BEGIN DATA
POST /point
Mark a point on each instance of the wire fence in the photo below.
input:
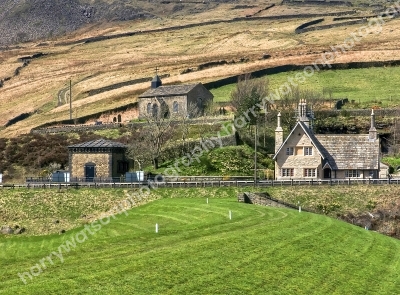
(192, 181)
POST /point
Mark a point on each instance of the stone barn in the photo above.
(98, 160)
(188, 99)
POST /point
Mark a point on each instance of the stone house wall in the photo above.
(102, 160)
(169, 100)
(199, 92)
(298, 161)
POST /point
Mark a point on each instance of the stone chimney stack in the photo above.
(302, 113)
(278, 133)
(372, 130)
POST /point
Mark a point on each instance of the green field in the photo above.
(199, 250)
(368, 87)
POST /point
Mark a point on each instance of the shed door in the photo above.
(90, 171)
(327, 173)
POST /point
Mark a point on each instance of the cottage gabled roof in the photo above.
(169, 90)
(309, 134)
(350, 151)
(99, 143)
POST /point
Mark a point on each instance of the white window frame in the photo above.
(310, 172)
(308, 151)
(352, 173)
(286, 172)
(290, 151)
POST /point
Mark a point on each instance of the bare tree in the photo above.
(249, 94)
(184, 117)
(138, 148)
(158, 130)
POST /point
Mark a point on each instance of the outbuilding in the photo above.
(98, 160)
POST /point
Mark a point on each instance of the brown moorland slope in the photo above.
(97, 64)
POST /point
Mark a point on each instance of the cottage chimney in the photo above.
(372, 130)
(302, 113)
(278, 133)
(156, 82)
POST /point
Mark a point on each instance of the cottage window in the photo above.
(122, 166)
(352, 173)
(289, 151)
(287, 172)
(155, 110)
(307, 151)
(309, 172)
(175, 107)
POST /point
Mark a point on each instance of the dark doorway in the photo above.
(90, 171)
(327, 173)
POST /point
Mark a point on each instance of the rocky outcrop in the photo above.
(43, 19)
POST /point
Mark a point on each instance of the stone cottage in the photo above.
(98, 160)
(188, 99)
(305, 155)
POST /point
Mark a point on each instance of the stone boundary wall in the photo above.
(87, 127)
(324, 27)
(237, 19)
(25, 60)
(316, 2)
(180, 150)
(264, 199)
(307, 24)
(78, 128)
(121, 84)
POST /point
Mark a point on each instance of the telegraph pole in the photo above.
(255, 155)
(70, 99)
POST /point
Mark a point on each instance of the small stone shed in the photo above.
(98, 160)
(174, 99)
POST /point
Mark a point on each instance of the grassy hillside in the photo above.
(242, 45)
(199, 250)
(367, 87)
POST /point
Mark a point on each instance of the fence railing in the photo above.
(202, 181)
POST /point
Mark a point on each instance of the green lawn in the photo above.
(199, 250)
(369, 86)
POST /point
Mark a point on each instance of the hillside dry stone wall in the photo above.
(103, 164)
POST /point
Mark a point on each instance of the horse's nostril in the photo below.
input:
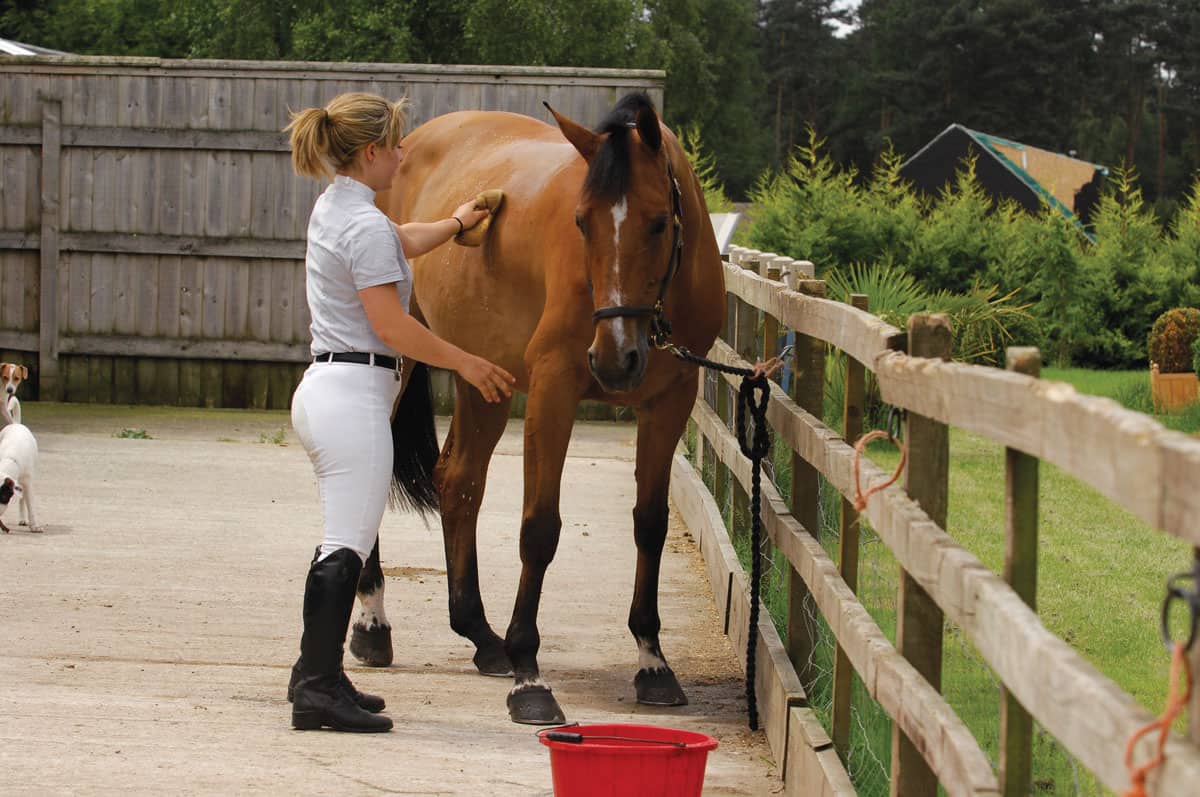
END DATA
◆ **ACTIVITY**: Every line above should be printed again word for word, without its pictures.

◆ **RESULT OF THIS EXERCISE**:
POST /point
Mark a point on each instance of the wire fence in the photo below.
input:
(192, 181)
POST /point
Mark a point on each instance of the stone barn in the photo above.
(98, 160)
(188, 99)
POST /point
Mark a point on each instance of the stone house wall in the photo above.
(102, 160)
(169, 100)
(199, 92)
(298, 161)
POST /point
Mark a point on each instance of the stone chimney stack in the photo above.
(302, 113)
(278, 133)
(372, 130)
POST /point
Mark a point on each instance of the green field in the photo above.
(199, 250)
(368, 87)
POST /point
Mark a point on each instance of the shed door in the photo above.
(90, 171)
(327, 173)
POST /point
Mark a point on each instance of the cottage gabled roof in the photo above.
(169, 90)
(309, 134)
(350, 151)
(99, 143)
POST /point
Mark a point on each instance of the white window frame in the photo above.
(310, 172)
(308, 151)
(352, 173)
(286, 172)
(290, 151)
POST /point
Mark a point on each instance of the bare tree in the photo above.
(249, 94)
(184, 117)
(138, 148)
(158, 130)
POST /point
Mark a point on each instance of the outbuilding in the photo above.
(98, 160)
POST /point
Mark a point on each instance of the brown moorland slope in the photo above.
(97, 64)
POST /point
Mark a point on each instance of the cottage chimney in the photo above.
(372, 130)
(302, 113)
(278, 133)
(156, 82)
POST /point
Mark a point on each instance of the cottage window in the photo above.
(122, 166)
(352, 173)
(289, 151)
(287, 172)
(155, 110)
(307, 151)
(309, 172)
(175, 107)
POST /point
Mark a point on each instance of the dark doorway in the photo above.
(90, 171)
(327, 173)
POST /point
Mark a point on each instance of the rocky outcrop in the photo above.
(43, 19)
POST /point
Mark a point on each instance of the stone cottage in the photo above.
(98, 160)
(188, 99)
(305, 155)
POST /point
Mark a point on each instance of the stone boundary wall in the photo above.
(87, 127)
(324, 27)
(237, 19)
(25, 60)
(316, 2)
(180, 150)
(264, 199)
(307, 24)
(78, 128)
(121, 84)
POST /point
Mark a point on each instance of the telegraph pole in the photo above.
(255, 155)
(70, 99)
POST /point
Mark a point on each instance of the small stone shed in the photo above.
(98, 160)
(174, 99)
POST /point
Mark a point on each instance of the grassy hillside in the photo above.
(242, 45)
(199, 250)
(367, 87)
POST /point
Mark a point on each instance of the fence railing in the photo above.
(202, 181)
POST /point
Mark a point on each instance of the green lawn in the photo above.
(199, 250)
(369, 86)
POST /point
Mark a point on each instance of the hillside dry stone wall in the photo above.
(103, 164)
POST /point
Mark a point on each instance of the horse's nostril in the photo below.
input:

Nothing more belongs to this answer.